→ Problem details:
Please extract the portion of the passage below about visions of Jesus that lies between "Barry went to" and "stock market trader.", inclusive, copying it word for word.

→ Selected excerpt:
□ □ □ □

Barry says that Jesus seemed to be about six feet in height, and that his hair extended six inches below his shoulders. Barry says that the overall impression of his face was like Sallman’s Head of Christ, but Barry could not see any features in detail. Barry could see the hair draped around the face, but it was as if Jesus’s face were hollow. Barry does not know how he made the identification of the radiant figure as Jesus, but it came to him immediately and without any question or doubt. The experience convinced him that he was loved, but he thinks the incident may have had another purpose. He has often shared his experience with other people, and influenced them to think about God and the spiritual life generally.

Barry went to a college to study science for three years after completing that year in Bible college, and he pursued further studies in accounting after that. When I met him he was working for a trucking firm in Abbotsford, British Columbia, and has since become a stock market trader.

Case 27: John Occhipinti

John Occhipinti was brought up in a very devout home in Connecticut and New Jersey. His mother went to the Catholic church every day to pray, and also attended the services of the Assemblies of God. John was a special child because of an incident that took place when he was two years of age. He fell into the river just behind their home, and was not recovered for more than half an hour. John was rushed to a hospital, where doctors worked for hours to save his life. His mother was convinced that there was a special reason for his having survived. John became serious about his faith when he was about eighteen years old. The next year he went to Bible college in Texas to prepare for pastoral work, and this was where, in 1958, his experience took place.

John shared a room with Nathan, but could not understand what Nathan was doing in Bible college, for he already seemed to know most of what they had come there to learn. During November of that year Nathan came down with a virus and stayed in bed to recover. Nathan was not particularly perturbed about being sick, but said that he was in bed for a reason. Although this was not a serious illness, John felt sympathy for him, and brought him food from the cafeteria when he could, and prayed with him before retiring for the night. As he was praying for Nathan one night he opened his eyes to look at his friend lying about eight feet away. John was shocked to see someone standing over Nathan’s bed, but facing and looking at him. John immediately identified the person as Jesus, in part because of the sense of awe that the appearance of the person evoked. John was about to tell his sick friend what he was seeing when Jesus reached over and placed his hand on Nathan’s forehead and disappeared. At that instant Nathan leaped out of bed and ran down the halls of the dormitory shouting, “I’ve been healed, I’ve been healed.” Nathan later said that although he did not see anyone, he felt something touch his head. John himself intended to go over to touch Jesus in order to establish his reality for himself, but did not get a chance to do so. He muses now on his boldness, but he was only nineteen at the time, and rather new in his faith.

□ □ □ □

→ Listed entries:

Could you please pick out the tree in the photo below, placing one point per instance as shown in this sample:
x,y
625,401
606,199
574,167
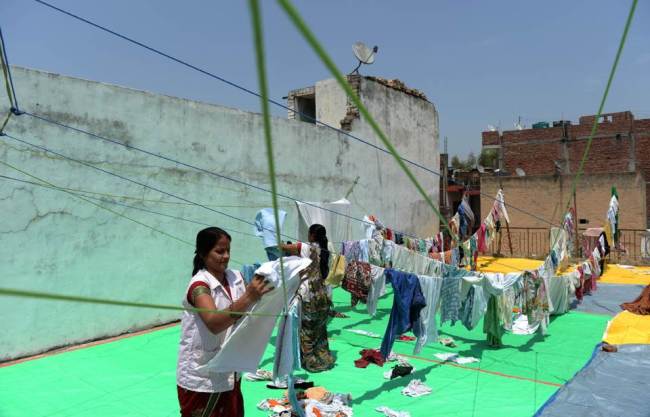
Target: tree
x,y
456,163
488,158
470,162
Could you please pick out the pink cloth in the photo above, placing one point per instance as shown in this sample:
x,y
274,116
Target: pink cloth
x,y
482,244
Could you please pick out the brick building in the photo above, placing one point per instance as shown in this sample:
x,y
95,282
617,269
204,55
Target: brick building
x,y
621,145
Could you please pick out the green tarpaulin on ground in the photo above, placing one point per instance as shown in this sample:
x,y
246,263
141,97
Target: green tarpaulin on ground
x,y
136,376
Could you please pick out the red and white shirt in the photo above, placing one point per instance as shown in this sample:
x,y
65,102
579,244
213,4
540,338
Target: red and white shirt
x,y
198,344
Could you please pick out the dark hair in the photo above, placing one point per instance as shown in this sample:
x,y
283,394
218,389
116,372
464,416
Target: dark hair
x,y
319,233
206,239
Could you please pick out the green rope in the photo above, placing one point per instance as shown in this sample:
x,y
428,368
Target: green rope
x,y
602,101
329,63
4,124
594,126
256,20
5,71
13,292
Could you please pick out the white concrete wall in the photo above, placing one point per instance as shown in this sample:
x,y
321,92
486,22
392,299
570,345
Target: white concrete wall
x,y
52,242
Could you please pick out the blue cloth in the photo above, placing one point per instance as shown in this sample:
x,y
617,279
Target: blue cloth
x,y
287,348
408,301
273,253
248,271
450,294
265,226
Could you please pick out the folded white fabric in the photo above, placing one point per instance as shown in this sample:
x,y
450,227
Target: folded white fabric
x,y
454,357
446,356
416,388
335,408
388,412
461,360
244,347
259,375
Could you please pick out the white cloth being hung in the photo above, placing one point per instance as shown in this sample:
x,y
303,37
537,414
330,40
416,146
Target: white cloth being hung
x,y
377,288
244,346
430,287
198,344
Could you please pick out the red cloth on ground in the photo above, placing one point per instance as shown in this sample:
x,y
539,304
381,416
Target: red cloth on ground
x,y
641,305
369,356
229,403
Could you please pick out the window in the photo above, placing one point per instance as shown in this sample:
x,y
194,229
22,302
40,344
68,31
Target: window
x,y
306,108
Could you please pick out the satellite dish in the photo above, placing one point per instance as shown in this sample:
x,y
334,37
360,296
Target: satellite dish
x,y
364,54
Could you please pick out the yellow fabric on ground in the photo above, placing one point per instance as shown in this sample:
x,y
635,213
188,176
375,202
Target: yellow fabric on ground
x,y
506,265
614,274
628,328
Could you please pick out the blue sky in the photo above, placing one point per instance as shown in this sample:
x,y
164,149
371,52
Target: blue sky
x,y
480,63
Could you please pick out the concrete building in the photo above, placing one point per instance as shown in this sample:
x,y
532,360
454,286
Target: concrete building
x,y
55,242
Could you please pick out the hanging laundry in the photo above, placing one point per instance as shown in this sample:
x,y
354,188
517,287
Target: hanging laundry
x,y
430,287
265,228
408,301
377,288
287,346
491,323
374,251
473,307
357,281
481,238
450,295
337,270
387,251
352,250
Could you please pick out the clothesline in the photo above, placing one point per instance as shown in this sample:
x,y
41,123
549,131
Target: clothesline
x,y
531,288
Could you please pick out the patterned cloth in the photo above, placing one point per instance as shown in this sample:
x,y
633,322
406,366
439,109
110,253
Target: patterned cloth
x,y
357,281
352,250
450,295
314,347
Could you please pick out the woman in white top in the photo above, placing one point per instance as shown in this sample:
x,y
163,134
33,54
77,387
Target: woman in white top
x,y
213,287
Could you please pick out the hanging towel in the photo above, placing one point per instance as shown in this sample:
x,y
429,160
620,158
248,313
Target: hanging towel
x,y
408,301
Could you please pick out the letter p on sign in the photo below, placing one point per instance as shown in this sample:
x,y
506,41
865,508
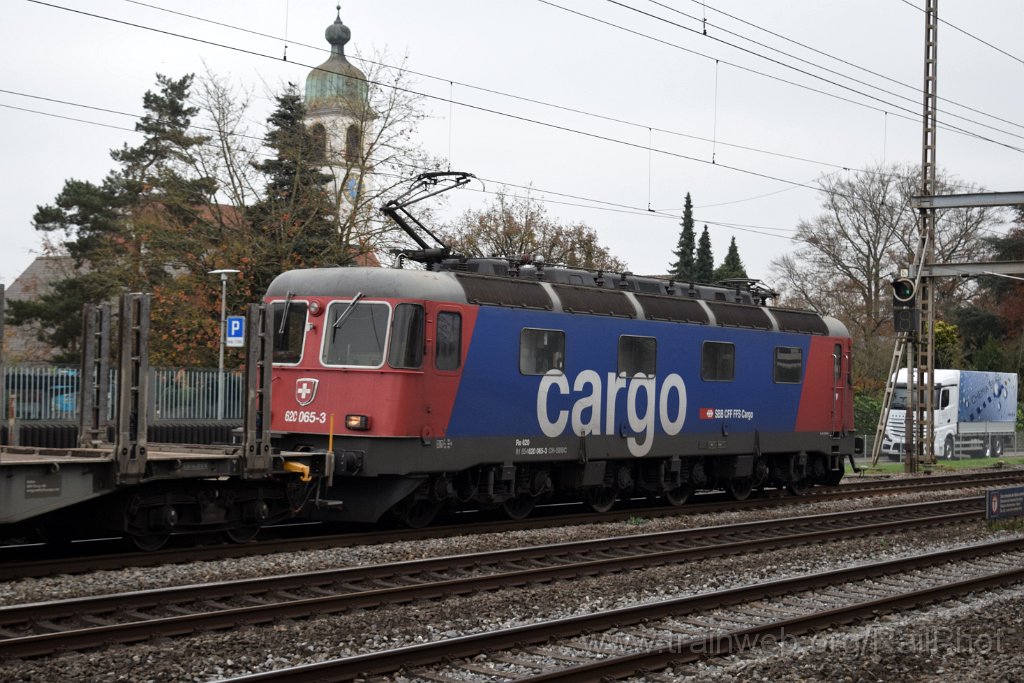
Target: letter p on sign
x,y
236,333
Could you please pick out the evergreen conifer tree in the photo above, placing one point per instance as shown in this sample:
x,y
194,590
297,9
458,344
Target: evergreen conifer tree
x,y
704,266
732,265
124,233
682,269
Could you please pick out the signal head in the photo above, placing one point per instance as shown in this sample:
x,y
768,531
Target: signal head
x,y
903,290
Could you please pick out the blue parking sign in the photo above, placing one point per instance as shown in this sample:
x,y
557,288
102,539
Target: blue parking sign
x,y
236,333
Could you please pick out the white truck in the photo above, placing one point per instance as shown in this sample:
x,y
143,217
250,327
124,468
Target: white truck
x,y
975,412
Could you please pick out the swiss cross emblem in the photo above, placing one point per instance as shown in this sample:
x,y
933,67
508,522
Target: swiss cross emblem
x,y
305,390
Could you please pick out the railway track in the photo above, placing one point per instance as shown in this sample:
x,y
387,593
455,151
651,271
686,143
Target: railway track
x,y
675,633
43,561
41,629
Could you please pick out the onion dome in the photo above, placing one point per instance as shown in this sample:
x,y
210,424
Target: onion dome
x,y
336,84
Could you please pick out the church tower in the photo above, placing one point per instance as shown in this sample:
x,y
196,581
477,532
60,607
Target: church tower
x,y
338,113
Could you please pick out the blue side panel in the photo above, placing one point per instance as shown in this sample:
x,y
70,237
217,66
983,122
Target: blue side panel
x,y
495,399
987,396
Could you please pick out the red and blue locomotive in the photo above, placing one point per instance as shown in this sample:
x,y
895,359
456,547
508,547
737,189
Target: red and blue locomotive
x,y
480,382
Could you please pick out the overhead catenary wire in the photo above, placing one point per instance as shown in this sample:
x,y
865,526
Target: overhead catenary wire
x,y
778,232
539,101
909,115
830,56
969,35
802,184
477,108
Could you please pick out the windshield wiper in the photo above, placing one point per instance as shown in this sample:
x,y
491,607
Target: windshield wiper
x,y
284,313
348,311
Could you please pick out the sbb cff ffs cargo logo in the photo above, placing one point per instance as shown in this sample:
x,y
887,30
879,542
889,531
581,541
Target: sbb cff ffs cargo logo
x,y
305,390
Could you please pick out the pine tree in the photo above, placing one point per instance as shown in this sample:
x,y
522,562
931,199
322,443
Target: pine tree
x,y
732,265
124,233
295,223
682,269
704,267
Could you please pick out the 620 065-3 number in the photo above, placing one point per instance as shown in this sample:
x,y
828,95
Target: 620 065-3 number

□ □ □ □

→ Finished task:
Barry went to a college to study science for three years after completing that year in Bible college, and he pursued further studies in accounting after that. When I met him he was working for a trucking firm in Abbotsford, British Columbia, and has since become a stock market trader.